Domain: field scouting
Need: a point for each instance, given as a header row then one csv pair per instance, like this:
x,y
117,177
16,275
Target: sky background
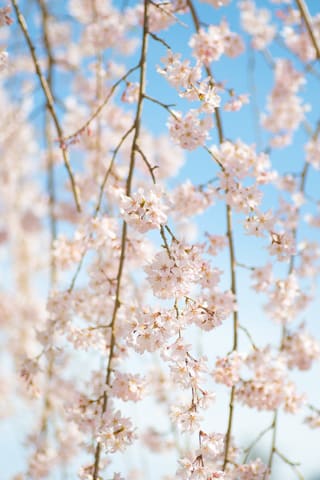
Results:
x,y
296,440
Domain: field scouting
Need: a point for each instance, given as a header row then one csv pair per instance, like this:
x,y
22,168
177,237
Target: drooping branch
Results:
x,y
49,98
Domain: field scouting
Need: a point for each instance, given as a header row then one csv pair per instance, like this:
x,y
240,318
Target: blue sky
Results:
x,y
199,167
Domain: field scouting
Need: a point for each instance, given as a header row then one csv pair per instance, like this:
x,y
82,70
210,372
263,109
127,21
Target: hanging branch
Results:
x,y
50,102
137,124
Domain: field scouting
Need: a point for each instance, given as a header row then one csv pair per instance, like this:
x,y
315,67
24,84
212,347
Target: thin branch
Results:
x,y
137,123
308,21
115,152
47,92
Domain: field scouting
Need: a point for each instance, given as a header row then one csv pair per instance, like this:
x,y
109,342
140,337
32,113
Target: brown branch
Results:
x,y
232,259
50,102
308,21
137,123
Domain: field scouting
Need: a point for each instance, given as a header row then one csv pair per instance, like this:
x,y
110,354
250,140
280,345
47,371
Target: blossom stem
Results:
x,y
137,122
308,21
232,258
50,102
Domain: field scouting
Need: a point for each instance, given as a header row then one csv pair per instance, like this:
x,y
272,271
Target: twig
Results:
x,y
142,66
47,92
115,152
308,21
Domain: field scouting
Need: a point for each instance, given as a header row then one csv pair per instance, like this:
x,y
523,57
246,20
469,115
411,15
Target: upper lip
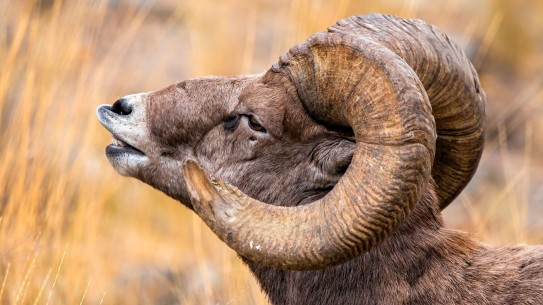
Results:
x,y
105,114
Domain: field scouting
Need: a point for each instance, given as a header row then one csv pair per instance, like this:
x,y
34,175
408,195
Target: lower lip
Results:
x,y
113,151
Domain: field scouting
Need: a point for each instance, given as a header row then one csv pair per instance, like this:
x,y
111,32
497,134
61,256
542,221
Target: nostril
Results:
x,y
121,107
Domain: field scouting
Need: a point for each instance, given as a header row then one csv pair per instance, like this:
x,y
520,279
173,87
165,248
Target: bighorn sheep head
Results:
x,y
338,138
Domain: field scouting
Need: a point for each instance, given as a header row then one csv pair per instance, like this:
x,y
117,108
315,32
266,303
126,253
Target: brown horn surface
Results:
x,y
347,81
452,85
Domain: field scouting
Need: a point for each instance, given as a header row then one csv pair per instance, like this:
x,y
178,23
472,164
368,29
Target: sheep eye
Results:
x,y
255,125
231,122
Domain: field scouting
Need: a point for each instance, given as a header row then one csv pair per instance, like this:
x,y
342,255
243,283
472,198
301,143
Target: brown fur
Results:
x,y
297,160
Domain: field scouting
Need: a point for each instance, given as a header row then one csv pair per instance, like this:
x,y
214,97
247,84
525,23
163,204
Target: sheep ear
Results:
x,y
333,155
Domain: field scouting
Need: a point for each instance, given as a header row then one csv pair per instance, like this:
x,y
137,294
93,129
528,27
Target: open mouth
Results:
x,y
119,146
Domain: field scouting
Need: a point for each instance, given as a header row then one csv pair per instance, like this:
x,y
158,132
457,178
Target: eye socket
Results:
x,y
255,125
231,122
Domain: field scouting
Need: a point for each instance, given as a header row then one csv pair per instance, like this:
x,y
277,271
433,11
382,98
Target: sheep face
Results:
x,y
250,131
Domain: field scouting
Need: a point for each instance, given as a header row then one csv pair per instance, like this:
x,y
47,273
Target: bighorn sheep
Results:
x,y
356,139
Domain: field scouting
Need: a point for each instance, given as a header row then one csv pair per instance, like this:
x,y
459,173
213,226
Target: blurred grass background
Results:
x,y
72,231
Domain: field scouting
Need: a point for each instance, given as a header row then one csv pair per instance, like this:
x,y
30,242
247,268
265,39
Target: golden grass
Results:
x,y
72,231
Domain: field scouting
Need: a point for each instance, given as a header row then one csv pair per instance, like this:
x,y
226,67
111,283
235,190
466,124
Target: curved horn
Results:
x,y
452,85
347,81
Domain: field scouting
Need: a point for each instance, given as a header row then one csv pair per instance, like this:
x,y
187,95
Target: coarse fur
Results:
x,y
254,133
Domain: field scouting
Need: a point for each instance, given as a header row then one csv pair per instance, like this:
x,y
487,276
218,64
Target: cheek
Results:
x,y
220,148
166,176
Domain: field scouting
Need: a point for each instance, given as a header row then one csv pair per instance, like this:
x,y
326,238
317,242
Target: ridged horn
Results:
x,y
452,85
344,80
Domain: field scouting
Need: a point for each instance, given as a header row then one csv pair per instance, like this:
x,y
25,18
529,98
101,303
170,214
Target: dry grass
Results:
x,y
73,232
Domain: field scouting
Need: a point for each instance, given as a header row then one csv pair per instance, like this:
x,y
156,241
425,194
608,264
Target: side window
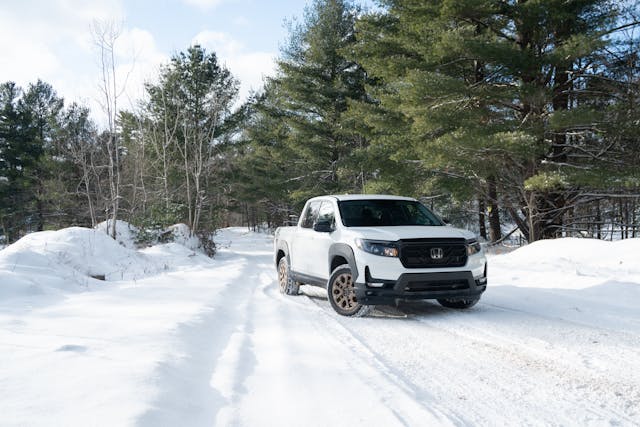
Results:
x,y
310,214
327,214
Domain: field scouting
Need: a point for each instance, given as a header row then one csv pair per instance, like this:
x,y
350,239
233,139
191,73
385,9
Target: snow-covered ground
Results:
x,y
174,338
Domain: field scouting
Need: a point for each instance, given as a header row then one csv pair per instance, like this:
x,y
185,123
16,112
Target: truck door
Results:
x,y
321,242
300,251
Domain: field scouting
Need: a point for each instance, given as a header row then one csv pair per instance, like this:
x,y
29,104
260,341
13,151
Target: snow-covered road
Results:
x,y
214,343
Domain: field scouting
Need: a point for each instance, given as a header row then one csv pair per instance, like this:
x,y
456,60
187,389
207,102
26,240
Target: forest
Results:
x,y
504,116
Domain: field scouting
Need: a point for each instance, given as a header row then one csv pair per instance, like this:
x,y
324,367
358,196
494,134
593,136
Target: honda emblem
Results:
x,y
437,253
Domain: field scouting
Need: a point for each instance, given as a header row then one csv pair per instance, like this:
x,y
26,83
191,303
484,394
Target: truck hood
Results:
x,y
410,232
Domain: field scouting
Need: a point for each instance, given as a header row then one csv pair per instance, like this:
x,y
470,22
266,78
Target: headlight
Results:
x,y
473,247
377,247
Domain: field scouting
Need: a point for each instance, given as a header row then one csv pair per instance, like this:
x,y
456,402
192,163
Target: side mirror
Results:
x,y
323,227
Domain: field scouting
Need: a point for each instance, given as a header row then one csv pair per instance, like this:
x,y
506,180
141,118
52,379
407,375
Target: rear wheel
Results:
x,y
459,303
342,293
287,285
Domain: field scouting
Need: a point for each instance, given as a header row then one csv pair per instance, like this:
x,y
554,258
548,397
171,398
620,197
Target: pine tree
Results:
x,y
483,87
314,84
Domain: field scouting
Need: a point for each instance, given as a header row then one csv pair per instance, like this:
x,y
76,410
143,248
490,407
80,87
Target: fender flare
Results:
x,y
345,251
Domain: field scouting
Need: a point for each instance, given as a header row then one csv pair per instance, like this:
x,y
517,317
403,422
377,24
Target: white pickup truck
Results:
x,y
372,249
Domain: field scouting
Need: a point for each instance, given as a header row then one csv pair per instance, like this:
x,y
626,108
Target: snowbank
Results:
x,y
125,233
575,263
76,259
70,259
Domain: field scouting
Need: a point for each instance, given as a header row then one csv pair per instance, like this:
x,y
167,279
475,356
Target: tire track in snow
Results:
x,y
575,385
186,395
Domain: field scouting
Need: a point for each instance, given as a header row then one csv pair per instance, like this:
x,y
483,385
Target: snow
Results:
x,y
172,337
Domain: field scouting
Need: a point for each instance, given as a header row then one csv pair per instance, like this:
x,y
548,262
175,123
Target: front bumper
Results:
x,y
416,286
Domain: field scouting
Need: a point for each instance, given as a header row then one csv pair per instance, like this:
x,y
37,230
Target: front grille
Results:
x,y
438,285
433,253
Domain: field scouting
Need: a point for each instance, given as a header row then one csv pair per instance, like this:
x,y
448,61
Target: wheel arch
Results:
x,y
339,254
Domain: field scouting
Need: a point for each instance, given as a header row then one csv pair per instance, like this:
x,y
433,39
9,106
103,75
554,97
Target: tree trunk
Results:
x,y
481,218
495,233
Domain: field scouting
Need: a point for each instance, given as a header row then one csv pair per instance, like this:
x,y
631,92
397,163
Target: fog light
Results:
x,y
375,285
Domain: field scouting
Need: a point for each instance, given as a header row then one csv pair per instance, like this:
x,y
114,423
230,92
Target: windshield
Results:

==============================

◆ Work instructions
Report each line of the data above that contains the string "truck". Case counts.

◆ Expected answer
Target: truck door
Target: truck hood
Target: white pickup truck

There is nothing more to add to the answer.